*DIRECTIVE 1:* Locate each line in the records that contains the string "white", and copy those lines. Case counts.

*TEXT:*
####################

Dear all,
I am doing a project on variant calling using R.I am working on
pileup file.There are 10 columns in my data frame and I want to
count the number of A,C,G and T in each row for column 9.example of
column 9 is given below-
.a,g,,
.t,t,,
.,c,c,
.,a,,,
.,t,t,t
.c,,g,^!.
.g,ggg.^!,
.$,,,,,.,
a,g,,t,
,,,,,.,^!.
,$,,,,.,.
This is a bit confusing for me as these characters are in one column
and how can we scan them for each row to print number of A,C,G and T
for each row.
Seems a bit clunky but this does the job (first the data):
txt <- " .a,g,,
+ .t,t,,
+ .,c,c,
+ .,a,,,
+ .,t,t,t
+ .c,,g,^!.
+ .g,ggg.^!,
+ .$,,,,,.,
+ a,g,,t,
+ ,,,,,.,^!.
+ ,$,,,,.,."
txtvec <- readLines(textConnection(txt))
Now the clunky solution, Basically subtracts 1 from the counts of
"fragments" that result from splitting on each letter in turn. Could
be made prettier with a function that did the job.
data.frame(A = unlist(lapply( lapply( sapply(txtvec, strsplit,
split="a"), length) , "-", 1)),
+ C = unlist(lapply( lapply( sapply(txtvec, strsplit, split="c"),
length) , "-", 1)),
+ G = unlist(lapply( lapply( sapply(txtvec, strsplit, split="g"),
length) , "-", 1)),
+ T = unlist(lapply( lapply( sapply(txtvec, strsplit, split="t"),
length) , "-", 1)) )
A C G T
.a,g,, 1 0 1 0
.t,t,, 0 0 0 2
.,c,c, 0 2 0 0
.,a,,, 1 0 0 0
.,t,t,t 0 0 0 2
.c,,g,^!. 0 1 1 0
.g,ggg.^!, 0 0 4 0
.$,,,,,., 0 0 0 0
a,g,,t, 1 0 1 1
,,,,,.,^!. 0 0 0 0
,$,,,,.,. 0 0 0 0
Has the advantage that the input data ends up as rownames, which
was a
surprise.
If you wanted to count "A" and "a" as equivalent, then the split
argument should be "a|A"

####################

*DIRECTIVE 2:* Summarize the thread in two sentences.

####################

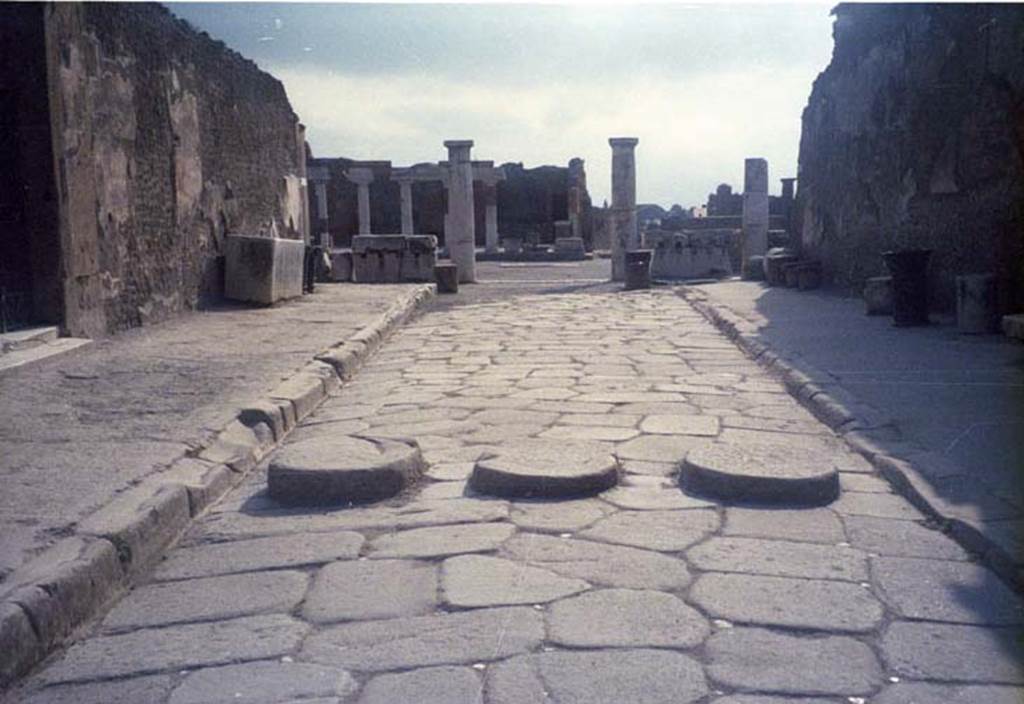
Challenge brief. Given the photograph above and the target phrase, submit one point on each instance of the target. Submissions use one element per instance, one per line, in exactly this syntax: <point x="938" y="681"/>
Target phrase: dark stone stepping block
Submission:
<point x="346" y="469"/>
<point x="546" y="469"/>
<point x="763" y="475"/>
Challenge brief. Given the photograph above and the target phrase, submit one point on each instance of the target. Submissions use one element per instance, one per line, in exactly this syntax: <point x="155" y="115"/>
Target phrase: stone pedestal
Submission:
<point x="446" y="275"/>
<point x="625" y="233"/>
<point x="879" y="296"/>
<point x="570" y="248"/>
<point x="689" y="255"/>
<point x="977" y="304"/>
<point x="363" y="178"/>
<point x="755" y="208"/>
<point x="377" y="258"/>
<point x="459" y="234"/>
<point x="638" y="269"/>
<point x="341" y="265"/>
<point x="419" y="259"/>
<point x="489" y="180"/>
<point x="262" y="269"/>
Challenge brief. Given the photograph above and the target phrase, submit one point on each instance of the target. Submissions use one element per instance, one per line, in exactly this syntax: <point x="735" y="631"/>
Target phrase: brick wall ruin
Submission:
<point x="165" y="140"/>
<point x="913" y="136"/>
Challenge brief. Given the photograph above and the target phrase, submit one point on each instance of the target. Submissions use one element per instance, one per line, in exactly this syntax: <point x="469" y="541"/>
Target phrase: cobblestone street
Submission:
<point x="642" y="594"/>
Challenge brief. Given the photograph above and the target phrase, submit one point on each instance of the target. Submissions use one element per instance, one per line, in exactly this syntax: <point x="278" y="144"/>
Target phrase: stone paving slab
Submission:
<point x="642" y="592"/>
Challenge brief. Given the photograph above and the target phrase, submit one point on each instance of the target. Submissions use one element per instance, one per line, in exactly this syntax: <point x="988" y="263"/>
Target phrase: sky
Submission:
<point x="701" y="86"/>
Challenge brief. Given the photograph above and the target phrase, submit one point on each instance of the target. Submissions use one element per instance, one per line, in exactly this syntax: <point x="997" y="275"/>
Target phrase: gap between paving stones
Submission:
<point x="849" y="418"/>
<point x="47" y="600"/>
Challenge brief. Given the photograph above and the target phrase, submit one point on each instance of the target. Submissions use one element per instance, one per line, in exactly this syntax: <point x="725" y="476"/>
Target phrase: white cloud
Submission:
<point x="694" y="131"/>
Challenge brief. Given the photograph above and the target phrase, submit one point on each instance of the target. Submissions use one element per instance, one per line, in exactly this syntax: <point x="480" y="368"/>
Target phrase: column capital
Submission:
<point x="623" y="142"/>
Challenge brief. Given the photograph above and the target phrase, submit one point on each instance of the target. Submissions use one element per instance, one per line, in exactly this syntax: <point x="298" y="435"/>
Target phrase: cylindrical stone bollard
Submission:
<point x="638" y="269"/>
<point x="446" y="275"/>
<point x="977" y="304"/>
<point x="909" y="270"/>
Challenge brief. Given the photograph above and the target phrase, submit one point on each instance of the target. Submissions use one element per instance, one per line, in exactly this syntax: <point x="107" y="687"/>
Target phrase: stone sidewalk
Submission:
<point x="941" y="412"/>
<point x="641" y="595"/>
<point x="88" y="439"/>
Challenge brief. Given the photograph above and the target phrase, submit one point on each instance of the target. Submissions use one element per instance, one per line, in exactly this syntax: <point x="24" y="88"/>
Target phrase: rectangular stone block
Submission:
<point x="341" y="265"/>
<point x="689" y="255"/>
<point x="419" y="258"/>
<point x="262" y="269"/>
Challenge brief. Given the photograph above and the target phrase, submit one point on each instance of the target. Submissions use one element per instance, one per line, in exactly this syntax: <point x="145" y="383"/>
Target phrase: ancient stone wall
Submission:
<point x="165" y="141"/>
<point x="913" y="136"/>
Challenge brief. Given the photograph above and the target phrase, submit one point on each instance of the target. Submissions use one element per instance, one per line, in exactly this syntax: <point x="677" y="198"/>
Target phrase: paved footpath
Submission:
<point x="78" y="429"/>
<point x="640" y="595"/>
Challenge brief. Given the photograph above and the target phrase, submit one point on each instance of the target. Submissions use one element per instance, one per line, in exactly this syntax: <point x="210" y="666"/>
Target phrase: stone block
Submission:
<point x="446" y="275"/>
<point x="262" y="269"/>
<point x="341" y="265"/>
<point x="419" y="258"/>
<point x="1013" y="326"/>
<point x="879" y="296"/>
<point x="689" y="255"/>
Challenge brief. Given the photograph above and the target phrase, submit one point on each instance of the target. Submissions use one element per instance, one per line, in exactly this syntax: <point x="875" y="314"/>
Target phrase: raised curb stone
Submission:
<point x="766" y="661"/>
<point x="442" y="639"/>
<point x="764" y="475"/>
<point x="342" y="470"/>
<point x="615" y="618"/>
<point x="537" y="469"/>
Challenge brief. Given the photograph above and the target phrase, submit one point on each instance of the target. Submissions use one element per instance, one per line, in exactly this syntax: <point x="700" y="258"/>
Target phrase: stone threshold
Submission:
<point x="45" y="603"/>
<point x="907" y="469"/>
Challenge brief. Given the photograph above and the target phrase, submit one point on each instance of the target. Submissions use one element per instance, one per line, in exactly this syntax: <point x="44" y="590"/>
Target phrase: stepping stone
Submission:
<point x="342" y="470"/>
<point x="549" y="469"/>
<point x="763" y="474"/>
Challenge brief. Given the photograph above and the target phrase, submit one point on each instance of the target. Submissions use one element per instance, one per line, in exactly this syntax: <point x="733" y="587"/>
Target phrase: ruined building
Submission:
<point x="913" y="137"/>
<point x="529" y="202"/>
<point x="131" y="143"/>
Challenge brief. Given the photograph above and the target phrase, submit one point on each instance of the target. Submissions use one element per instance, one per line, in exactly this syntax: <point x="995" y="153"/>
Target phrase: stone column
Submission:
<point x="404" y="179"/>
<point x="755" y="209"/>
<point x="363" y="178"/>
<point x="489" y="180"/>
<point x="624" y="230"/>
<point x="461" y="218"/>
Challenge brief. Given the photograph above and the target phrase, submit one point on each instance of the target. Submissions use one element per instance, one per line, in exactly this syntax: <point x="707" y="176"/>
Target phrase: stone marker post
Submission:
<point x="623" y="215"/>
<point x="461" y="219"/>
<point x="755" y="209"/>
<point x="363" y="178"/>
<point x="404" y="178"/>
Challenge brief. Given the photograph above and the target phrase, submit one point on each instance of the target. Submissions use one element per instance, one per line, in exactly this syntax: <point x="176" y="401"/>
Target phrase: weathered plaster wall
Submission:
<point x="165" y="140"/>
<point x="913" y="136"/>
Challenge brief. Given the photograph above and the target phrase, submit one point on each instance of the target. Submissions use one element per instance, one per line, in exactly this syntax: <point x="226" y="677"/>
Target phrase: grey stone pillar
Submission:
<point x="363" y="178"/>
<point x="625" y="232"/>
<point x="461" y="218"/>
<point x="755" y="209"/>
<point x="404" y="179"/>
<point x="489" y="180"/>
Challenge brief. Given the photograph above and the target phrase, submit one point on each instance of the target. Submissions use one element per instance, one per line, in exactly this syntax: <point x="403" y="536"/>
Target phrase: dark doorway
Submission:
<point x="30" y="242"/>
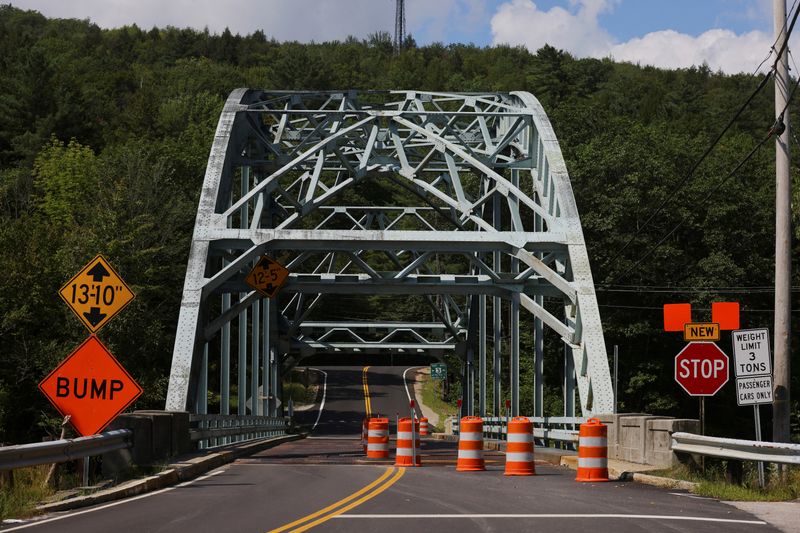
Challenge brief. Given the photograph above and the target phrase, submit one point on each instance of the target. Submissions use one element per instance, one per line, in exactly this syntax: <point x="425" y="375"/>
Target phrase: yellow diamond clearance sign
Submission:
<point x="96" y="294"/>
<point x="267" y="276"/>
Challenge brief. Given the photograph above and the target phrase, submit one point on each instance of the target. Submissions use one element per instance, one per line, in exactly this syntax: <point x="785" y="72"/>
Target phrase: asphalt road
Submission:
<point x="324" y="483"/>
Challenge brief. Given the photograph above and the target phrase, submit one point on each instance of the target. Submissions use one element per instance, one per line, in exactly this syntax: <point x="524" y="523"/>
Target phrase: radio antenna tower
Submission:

####################

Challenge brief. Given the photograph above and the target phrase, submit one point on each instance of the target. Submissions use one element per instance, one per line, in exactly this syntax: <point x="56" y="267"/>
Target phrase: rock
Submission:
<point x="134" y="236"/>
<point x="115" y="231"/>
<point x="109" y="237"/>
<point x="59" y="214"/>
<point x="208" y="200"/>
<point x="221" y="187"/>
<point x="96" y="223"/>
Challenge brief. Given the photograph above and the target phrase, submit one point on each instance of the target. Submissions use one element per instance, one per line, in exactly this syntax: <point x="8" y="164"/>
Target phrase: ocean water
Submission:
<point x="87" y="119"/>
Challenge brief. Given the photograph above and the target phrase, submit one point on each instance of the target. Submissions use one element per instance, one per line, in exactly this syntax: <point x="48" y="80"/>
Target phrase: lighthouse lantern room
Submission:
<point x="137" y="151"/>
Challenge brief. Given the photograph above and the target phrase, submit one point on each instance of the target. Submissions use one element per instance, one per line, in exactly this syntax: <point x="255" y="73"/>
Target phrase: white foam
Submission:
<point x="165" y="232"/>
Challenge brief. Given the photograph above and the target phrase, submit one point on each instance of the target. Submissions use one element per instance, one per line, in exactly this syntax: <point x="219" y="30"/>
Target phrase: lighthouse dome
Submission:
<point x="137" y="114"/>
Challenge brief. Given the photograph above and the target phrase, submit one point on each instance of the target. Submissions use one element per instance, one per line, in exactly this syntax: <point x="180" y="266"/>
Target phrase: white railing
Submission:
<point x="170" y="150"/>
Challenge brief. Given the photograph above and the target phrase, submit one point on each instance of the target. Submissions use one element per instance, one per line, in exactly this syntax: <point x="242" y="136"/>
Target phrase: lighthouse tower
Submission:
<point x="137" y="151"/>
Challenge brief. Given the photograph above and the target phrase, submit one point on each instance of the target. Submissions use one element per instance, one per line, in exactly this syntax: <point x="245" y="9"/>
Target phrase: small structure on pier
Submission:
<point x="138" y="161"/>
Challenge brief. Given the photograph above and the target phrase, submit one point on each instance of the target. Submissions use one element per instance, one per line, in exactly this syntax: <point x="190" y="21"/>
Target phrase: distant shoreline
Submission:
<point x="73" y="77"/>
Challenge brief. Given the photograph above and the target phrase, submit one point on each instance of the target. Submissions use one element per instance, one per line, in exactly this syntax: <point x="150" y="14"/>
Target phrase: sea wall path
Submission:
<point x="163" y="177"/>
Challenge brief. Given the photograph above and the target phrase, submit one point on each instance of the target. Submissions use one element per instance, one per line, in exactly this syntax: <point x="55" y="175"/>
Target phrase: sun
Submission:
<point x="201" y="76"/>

####################

*EXERCISE SOLUTION 1:*
Target phrase: white cloud
Target phrase: white foam
Target phrase: white railing

*EXERCISE SOLUTION 2:* A poster doing variant calling in R asks how to count the A, C, G and T characters in each row of column 9 of a pileup data frame. A reply splits each string on each letter in turn and subtracts 1 from the number of resulting fragments to build a data frame of per-row counts, noting that a split argument of "a|A" would treat upper and lower case as equivalent.